What is expected
Each time a line of the listing holds "locate", copy that line.

<<<<

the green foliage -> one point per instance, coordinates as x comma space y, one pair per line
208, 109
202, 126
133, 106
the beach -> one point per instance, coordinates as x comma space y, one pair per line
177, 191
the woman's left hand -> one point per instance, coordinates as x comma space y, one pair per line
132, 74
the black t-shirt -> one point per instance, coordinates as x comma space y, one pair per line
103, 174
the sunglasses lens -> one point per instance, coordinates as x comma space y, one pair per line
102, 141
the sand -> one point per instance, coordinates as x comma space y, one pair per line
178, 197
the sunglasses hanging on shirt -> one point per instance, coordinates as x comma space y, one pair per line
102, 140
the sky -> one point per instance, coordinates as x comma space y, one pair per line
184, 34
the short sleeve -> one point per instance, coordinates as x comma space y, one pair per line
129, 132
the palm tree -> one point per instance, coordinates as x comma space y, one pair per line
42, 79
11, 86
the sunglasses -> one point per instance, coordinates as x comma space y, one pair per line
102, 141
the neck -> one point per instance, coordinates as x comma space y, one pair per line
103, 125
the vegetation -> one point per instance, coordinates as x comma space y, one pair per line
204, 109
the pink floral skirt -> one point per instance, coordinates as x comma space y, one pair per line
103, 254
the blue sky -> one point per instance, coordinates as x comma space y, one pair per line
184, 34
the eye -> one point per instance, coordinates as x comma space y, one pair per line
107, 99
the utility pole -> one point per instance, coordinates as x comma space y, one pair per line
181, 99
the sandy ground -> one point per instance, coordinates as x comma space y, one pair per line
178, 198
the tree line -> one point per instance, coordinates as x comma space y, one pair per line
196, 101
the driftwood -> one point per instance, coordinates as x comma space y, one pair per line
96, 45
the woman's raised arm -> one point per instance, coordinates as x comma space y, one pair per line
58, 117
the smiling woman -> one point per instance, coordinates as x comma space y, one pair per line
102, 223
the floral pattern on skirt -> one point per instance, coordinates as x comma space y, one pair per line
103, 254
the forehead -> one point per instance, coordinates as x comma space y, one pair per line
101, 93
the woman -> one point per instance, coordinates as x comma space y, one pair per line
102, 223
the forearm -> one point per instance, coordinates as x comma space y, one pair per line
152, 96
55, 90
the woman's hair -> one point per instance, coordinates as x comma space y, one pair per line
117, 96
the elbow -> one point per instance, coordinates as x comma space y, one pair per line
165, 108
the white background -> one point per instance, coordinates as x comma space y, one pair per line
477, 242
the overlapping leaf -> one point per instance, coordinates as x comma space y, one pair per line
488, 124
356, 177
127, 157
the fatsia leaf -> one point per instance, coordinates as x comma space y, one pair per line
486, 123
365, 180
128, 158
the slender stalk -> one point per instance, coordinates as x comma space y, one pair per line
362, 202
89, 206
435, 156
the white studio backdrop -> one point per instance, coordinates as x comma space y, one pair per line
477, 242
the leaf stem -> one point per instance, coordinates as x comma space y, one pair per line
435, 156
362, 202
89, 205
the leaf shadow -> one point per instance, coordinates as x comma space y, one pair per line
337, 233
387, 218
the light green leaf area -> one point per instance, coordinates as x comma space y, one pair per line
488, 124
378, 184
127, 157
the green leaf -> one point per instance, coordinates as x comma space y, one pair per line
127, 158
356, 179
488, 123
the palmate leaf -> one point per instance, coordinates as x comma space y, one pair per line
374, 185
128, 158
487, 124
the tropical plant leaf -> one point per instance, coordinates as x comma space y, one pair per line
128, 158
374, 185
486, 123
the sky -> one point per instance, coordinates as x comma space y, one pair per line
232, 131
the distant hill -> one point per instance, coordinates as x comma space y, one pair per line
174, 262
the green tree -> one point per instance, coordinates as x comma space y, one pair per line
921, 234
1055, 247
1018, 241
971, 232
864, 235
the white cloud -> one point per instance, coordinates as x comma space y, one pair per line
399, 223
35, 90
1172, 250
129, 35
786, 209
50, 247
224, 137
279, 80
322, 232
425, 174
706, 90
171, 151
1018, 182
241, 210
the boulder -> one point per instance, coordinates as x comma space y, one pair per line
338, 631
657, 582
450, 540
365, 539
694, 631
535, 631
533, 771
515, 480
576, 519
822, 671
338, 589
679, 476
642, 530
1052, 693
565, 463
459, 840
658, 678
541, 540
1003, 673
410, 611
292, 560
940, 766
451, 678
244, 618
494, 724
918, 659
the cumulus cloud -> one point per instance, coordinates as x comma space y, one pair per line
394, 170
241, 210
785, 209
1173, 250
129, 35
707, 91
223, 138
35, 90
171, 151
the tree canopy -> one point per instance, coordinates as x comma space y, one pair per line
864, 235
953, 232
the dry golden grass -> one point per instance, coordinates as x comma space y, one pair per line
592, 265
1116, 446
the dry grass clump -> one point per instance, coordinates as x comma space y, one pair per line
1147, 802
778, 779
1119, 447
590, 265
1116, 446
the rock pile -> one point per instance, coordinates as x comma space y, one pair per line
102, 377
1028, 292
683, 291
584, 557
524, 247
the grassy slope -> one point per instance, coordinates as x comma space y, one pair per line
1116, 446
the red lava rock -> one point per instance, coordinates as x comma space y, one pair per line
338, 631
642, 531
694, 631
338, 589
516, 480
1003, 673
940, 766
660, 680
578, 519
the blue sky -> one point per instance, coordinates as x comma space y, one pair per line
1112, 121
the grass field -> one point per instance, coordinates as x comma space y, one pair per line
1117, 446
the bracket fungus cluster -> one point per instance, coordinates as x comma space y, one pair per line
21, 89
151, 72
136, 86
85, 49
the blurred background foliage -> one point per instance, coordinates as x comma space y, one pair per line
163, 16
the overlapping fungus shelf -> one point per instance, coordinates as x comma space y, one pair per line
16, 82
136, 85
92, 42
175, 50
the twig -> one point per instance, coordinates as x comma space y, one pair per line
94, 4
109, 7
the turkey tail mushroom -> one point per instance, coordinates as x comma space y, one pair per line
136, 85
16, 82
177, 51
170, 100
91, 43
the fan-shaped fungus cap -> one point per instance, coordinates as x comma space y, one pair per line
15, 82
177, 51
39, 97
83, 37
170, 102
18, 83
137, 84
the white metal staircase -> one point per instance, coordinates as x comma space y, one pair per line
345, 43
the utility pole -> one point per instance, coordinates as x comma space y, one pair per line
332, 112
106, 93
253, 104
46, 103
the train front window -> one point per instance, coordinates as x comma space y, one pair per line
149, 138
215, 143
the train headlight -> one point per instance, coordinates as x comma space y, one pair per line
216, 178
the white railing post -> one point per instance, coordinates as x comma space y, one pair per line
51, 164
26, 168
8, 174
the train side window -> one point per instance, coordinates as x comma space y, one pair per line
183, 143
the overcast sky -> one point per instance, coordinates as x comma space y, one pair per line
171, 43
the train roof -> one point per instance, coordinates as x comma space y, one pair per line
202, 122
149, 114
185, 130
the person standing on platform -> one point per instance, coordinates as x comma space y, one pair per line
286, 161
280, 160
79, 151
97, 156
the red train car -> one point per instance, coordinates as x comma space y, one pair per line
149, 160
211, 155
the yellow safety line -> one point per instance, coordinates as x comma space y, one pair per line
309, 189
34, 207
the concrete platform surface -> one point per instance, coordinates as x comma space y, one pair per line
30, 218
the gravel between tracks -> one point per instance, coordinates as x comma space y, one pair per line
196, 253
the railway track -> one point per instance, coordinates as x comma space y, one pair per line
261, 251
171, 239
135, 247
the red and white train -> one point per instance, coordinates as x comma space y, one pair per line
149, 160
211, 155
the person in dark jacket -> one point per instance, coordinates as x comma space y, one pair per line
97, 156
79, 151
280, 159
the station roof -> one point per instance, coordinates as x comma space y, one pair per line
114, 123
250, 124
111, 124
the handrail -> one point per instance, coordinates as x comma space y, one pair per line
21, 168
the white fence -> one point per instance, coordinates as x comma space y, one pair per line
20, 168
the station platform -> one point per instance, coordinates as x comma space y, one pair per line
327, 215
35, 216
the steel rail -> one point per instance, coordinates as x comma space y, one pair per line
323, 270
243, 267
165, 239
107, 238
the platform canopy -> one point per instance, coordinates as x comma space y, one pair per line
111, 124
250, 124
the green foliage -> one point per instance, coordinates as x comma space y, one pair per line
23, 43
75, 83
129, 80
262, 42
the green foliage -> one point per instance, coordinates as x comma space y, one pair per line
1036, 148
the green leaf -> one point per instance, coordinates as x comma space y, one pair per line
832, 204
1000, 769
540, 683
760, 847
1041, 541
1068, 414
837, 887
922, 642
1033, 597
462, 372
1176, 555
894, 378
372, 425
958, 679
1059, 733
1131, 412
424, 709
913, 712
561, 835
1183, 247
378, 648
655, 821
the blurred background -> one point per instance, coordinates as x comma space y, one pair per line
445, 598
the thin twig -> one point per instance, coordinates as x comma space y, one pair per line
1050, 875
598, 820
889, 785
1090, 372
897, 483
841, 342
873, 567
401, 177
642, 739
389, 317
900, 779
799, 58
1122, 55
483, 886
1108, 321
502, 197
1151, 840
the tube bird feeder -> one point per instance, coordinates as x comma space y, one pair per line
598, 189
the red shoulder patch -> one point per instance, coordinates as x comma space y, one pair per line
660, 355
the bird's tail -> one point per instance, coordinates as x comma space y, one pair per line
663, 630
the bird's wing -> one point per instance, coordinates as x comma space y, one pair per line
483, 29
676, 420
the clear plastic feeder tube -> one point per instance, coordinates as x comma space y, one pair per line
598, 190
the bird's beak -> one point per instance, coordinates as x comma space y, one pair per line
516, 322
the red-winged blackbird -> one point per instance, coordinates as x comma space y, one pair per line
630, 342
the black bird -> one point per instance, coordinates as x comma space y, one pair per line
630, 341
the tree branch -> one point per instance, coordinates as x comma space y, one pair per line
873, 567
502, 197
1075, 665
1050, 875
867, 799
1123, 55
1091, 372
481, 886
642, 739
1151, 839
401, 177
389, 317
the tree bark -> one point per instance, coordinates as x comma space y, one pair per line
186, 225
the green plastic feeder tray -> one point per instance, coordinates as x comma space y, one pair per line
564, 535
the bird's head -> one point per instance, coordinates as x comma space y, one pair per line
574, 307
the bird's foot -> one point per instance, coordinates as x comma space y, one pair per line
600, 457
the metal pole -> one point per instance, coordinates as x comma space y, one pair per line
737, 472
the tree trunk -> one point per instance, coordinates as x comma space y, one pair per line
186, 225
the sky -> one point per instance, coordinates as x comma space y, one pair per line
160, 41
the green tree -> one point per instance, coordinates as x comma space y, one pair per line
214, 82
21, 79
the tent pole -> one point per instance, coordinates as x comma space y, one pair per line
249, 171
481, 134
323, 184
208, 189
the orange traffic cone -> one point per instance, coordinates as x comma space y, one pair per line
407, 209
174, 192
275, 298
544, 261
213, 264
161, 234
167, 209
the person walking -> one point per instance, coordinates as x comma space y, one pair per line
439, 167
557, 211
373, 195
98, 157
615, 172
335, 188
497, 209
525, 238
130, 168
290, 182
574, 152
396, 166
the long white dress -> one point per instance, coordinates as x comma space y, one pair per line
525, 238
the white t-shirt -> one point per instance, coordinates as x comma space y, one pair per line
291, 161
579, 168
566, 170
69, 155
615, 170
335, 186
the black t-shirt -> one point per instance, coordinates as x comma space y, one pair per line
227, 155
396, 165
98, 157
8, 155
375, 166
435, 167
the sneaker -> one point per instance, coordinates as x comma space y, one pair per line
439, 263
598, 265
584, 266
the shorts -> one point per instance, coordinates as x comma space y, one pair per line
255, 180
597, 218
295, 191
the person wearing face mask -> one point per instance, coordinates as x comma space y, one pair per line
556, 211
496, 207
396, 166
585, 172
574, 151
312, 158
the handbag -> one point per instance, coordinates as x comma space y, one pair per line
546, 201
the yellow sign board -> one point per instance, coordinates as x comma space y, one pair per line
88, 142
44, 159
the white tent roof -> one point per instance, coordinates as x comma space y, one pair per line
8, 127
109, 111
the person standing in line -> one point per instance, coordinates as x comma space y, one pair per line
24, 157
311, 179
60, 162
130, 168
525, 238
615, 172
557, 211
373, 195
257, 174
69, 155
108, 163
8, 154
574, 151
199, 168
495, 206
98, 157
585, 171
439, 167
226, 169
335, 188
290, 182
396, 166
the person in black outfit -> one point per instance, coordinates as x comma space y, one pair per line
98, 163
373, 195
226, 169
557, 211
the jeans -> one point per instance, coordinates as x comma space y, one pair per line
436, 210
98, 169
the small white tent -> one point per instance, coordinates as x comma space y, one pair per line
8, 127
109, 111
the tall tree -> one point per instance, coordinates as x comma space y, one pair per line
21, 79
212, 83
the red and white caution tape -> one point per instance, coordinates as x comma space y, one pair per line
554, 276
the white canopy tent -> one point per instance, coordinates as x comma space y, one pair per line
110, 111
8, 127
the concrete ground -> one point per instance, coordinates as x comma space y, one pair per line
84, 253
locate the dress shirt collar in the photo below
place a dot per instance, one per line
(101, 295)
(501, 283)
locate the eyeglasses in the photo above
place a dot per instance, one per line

>>>>

Answer box
locate the dress shirt collar in the photo below
locate the eyeglasses in the photo above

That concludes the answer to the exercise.